▶ What to work on
Repeat the records with "detector" replaced by "locator" everywhere it occurs, leaving everything else unchanged.

▶ Exercise data
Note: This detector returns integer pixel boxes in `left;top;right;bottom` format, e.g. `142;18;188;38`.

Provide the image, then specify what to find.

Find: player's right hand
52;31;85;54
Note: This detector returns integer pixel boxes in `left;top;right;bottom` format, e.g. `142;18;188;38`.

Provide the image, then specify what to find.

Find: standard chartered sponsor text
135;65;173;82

▶ Answer to the task
Note: This locator returns integer pixel boxes in `left;top;right;bottom` format, e.g. `142;18;188;38`.

Provide the image, then specify what to find.

Find: player's right hand
52;31;85;54
Note: This locator returns integer pixel boxes in `left;top;right;bottom` format, e.g. `142;18;188;38`.

Provide the image, then specify what to find.

Find: standard chartered sponsor text
135;65;173;82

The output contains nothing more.